- Exercise description
Can you rewrite the data from the line with "The scan above contains the sky" up to and including the line with "[0,502,45,1279]", changing "scan" to "image" and keeping everything else the same? Leave the pictures out of your answer.

::: Data for the task :::

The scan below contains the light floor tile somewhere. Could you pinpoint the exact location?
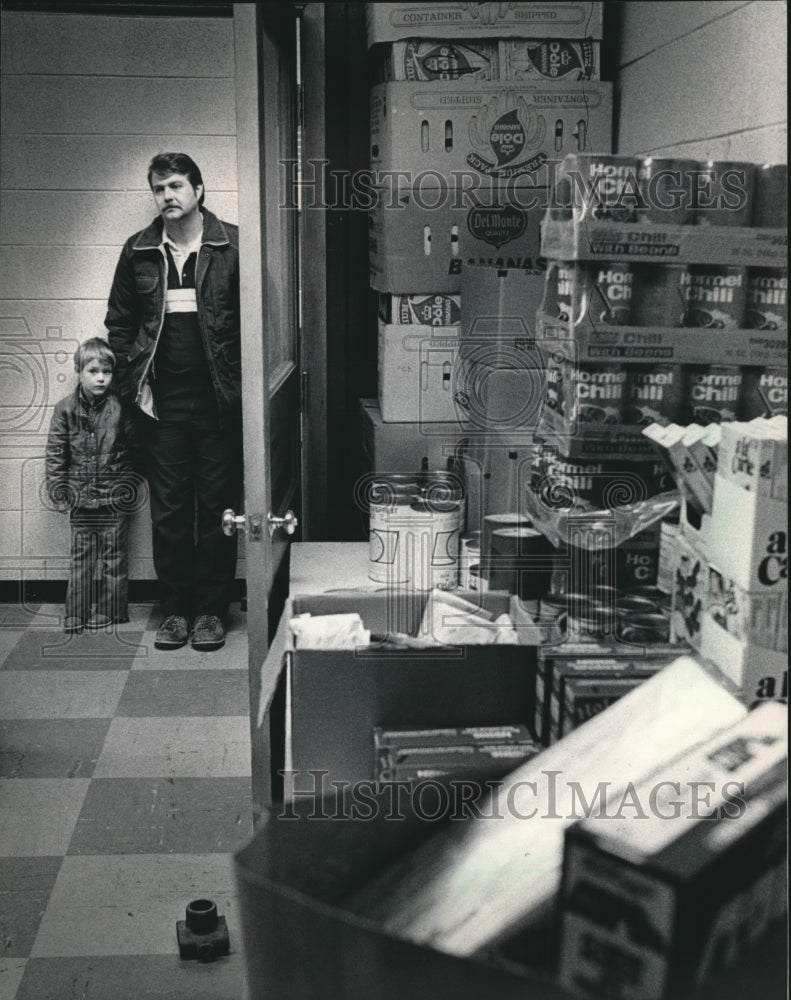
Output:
[0,670,128,719]
[14,941,248,1000]
[132,634,247,670]
[0,778,90,857]
[0,719,110,778]
[0,856,63,956]
[94,715,250,778]
[0,625,20,667]
[116,670,250,717]
[31,854,242,958]
[69,778,253,854]
[0,958,27,1000]
[3,629,145,670]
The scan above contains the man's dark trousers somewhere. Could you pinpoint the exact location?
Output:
[145,407,242,618]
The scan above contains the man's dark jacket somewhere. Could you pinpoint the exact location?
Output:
[45,386,140,513]
[104,209,242,418]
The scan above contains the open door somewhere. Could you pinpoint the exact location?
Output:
[232,3,301,817]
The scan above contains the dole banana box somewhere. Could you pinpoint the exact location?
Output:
[371,80,612,180]
[382,38,601,83]
[365,0,604,46]
[559,705,788,1000]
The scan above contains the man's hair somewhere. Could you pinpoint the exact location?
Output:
[74,337,115,372]
[148,153,206,207]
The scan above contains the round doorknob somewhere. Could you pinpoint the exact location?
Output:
[266,510,299,538]
[222,507,247,535]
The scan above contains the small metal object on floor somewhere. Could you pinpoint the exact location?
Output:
[176,899,231,962]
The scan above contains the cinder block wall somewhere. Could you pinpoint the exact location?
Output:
[616,0,788,163]
[0,11,237,580]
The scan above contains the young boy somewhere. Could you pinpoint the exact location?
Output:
[46,337,137,632]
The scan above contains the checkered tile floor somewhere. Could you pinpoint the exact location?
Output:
[0,605,252,1000]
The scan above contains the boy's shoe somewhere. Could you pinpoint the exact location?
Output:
[192,615,225,653]
[85,611,113,632]
[154,615,189,649]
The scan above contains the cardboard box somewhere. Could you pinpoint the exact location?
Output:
[535,641,688,745]
[381,36,601,83]
[284,589,535,791]
[370,80,612,179]
[374,743,541,781]
[707,566,788,653]
[670,505,709,649]
[360,399,467,474]
[549,676,645,743]
[378,319,466,423]
[700,614,788,708]
[348,657,746,955]
[536,312,788,366]
[559,705,788,1000]
[706,472,788,593]
[368,187,543,293]
[234,789,786,1000]
[374,722,533,751]
[541,219,788,266]
[366,0,604,46]
[379,293,461,326]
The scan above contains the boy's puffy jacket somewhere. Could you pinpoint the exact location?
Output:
[46,387,140,512]
[104,209,242,418]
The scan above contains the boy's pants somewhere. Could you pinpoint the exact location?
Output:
[66,507,129,622]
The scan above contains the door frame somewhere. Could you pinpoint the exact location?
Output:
[233,3,302,825]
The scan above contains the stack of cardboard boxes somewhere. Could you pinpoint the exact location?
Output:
[361,3,612,564]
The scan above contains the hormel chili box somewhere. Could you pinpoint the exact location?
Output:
[370,80,612,179]
[706,469,788,592]
[549,668,658,743]
[368,187,543,295]
[366,0,604,46]
[535,641,687,744]
[378,320,460,423]
[559,704,788,1000]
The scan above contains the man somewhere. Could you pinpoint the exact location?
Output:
[105,153,242,650]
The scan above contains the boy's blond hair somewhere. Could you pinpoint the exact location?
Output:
[74,337,115,372]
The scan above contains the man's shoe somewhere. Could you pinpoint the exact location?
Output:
[85,611,113,632]
[192,615,225,653]
[154,615,189,649]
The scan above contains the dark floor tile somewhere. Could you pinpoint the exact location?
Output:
[0,593,41,628]
[0,719,110,778]
[68,778,252,855]
[115,669,250,718]
[0,857,63,958]
[16,952,245,1000]
[2,629,143,670]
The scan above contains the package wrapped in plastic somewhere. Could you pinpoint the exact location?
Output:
[525,488,680,551]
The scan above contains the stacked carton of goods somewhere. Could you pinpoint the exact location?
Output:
[537,155,788,620]
[646,416,788,705]
[364,2,612,585]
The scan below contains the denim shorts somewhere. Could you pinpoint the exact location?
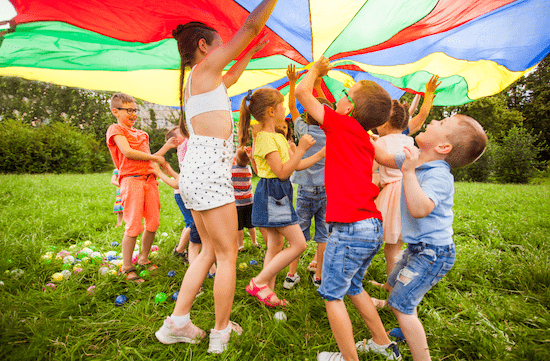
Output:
[174,193,194,228]
[296,185,328,243]
[317,218,383,301]
[388,243,456,315]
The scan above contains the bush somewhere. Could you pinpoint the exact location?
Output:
[492,126,542,183]
[0,120,110,173]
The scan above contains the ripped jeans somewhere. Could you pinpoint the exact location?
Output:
[388,243,456,315]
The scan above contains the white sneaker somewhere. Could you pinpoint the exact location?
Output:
[155,316,206,345]
[283,273,300,290]
[317,351,345,361]
[206,321,243,353]
[355,338,401,360]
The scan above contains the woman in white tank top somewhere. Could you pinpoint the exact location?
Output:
[155,0,277,353]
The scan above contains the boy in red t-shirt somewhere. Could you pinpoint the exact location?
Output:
[107,93,177,282]
[296,57,401,361]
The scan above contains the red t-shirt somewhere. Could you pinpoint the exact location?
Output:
[107,124,151,180]
[321,107,382,223]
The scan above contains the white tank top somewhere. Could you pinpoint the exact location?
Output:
[185,65,233,135]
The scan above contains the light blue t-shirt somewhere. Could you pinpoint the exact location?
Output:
[395,152,454,246]
[292,117,327,187]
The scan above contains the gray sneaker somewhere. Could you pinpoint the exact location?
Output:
[155,316,206,345]
[317,351,345,361]
[355,338,401,360]
[283,273,300,290]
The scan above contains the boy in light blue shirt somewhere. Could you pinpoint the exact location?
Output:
[374,114,487,361]
[283,65,333,289]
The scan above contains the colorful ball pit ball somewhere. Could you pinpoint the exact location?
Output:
[115,295,128,307]
[155,292,168,303]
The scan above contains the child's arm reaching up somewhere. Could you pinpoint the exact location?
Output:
[296,56,332,124]
[401,146,435,218]
[286,64,300,122]
[265,134,315,180]
[409,75,441,134]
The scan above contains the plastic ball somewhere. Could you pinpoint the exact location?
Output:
[42,283,57,292]
[52,272,64,282]
[139,269,149,277]
[273,311,287,321]
[61,269,71,280]
[11,268,25,278]
[115,295,128,307]
[155,292,168,303]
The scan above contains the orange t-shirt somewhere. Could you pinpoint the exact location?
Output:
[107,124,151,181]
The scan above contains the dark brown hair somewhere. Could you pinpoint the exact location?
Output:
[172,21,217,137]
[388,99,409,130]
[239,88,285,146]
[349,80,391,131]
[110,93,136,109]
[445,114,487,169]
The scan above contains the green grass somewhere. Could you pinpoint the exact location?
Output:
[0,173,550,360]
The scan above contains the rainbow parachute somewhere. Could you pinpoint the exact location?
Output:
[0,0,550,110]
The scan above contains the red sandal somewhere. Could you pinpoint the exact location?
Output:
[246,279,288,307]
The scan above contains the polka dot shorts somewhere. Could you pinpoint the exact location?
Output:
[179,135,235,211]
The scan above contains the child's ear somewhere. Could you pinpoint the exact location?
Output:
[435,143,453,154]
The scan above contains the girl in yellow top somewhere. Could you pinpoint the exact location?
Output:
[239,88,324,307]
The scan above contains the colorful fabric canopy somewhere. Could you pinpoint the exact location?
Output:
[0,0,550,110]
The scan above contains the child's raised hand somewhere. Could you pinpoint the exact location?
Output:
[298,134,315,152]
[401,145,420,172]
[426,75,441,95]
[250,34,269,54]
[310,55,333,78]
[286,64,300,84]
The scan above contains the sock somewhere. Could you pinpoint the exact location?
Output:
[170,313,191,327]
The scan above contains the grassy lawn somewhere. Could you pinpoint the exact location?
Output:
[0,173,550,360]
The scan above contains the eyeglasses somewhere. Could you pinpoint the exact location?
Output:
[342,89,355,116]
[117,108,139,115]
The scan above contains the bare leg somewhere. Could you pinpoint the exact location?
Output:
[392,308,432,361]
[325,300,362,360]
[349,290,391,345]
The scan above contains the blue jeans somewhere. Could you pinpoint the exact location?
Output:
[317,218,383,301]
[388,243,456,315]
[296,185,328,243]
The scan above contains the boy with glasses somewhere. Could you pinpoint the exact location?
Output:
[107,93,177,282]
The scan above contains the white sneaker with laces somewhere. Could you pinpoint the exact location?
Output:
[317,351,345,361]
[355,338,401,360]
[283,273,300,290]
[155,316,206,345]
[206,321,243,353]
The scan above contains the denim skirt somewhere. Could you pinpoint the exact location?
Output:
[252,178,298,227]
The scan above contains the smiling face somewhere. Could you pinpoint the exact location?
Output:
[111,102,137,128]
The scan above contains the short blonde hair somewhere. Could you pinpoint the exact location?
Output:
[445,114,487,169]
[111,93,136,109]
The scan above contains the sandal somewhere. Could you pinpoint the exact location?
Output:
[138,261,158,271]
[246,278,288,307]
[118,267,145,283]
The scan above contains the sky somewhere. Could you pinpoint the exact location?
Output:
[0,0,17,29]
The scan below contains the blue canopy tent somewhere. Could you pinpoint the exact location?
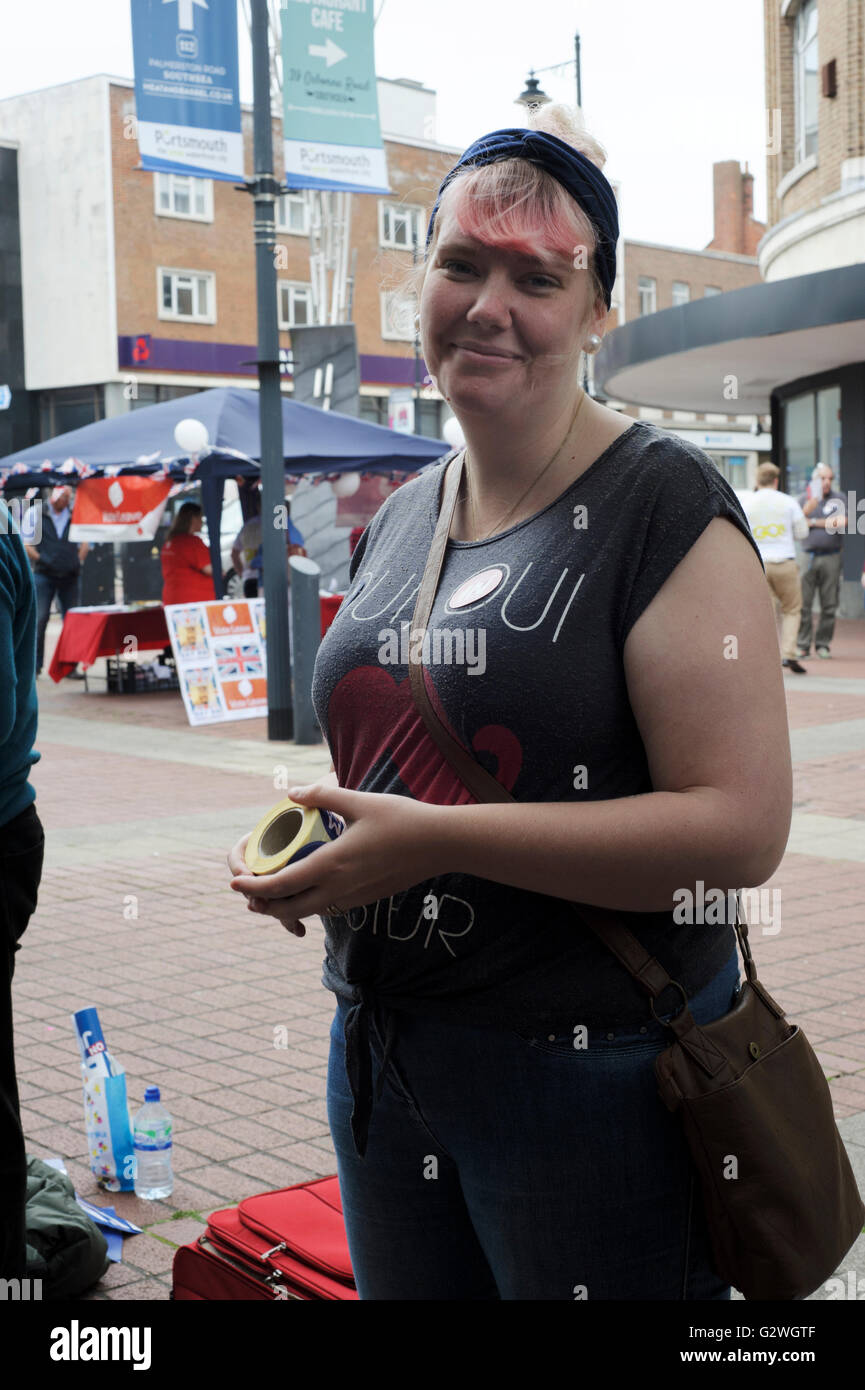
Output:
[0,386,448,598]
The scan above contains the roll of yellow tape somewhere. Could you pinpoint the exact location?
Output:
[245,796,345,873]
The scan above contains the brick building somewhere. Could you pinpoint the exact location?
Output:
[0,75,459,456]
[595,0,865,617]
[606,160,770,488]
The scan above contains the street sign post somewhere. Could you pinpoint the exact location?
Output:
[281,0,391,193]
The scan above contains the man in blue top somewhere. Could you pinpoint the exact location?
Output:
[797,463,847,659]
[0,502,45,1279]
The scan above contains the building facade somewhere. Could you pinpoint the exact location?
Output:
[597,0,865,617]
[595,160,770,488]
[0,75,459,452]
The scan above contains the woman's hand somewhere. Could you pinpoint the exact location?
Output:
[228,774,448,937]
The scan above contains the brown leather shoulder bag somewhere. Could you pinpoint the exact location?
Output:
[409,453,865,1300]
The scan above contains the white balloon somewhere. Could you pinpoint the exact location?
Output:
[442,416,466,449]
[331,473,360,498]
[174,420,210,455]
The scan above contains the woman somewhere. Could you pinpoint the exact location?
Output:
[229,107,791,1300]
[160,502,213,607]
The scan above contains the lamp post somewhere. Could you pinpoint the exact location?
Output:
[246,0,295,739]
[516,29,583,110]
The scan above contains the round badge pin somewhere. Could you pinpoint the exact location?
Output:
[446,564,505,609]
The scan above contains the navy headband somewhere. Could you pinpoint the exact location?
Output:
[427,128,619,309]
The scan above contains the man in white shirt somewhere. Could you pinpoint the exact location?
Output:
[737,463,809,676]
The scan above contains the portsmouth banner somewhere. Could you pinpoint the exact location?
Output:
[281,0,391,193]
[132,0,243,182]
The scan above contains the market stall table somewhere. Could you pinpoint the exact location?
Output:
[49,603,170,681]
[49,594,343,684]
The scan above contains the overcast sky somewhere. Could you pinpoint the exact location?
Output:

:::

- The reply
The image above contains the sky somewhere. Could you pinpoint the exact location?
Output:
[0,0,17,29]
The image below contains the blue canopy tent somewhere. Could you pinpoint the exact location?
Output:
[0,386,448,598]
The image above contains the roll of yellow tape somewhere. Could you pinpoint the exact location?
Output:
[245,796,345,873]
The image above contains the brick building somewhere. Could you pinpoint the exact location?
Output:
[0,75,459,456]
[595,0,865,617]
[606,160,770,488]
The image above contains the street sign post somewhere. Could you pinpoint the exact location?
Output:
[281,0,391,193]
The image above contains the man in blue top somewhere. Could you pinpoint the exact location?
Output:
[797,463,847,659]
[0,502,45,1279]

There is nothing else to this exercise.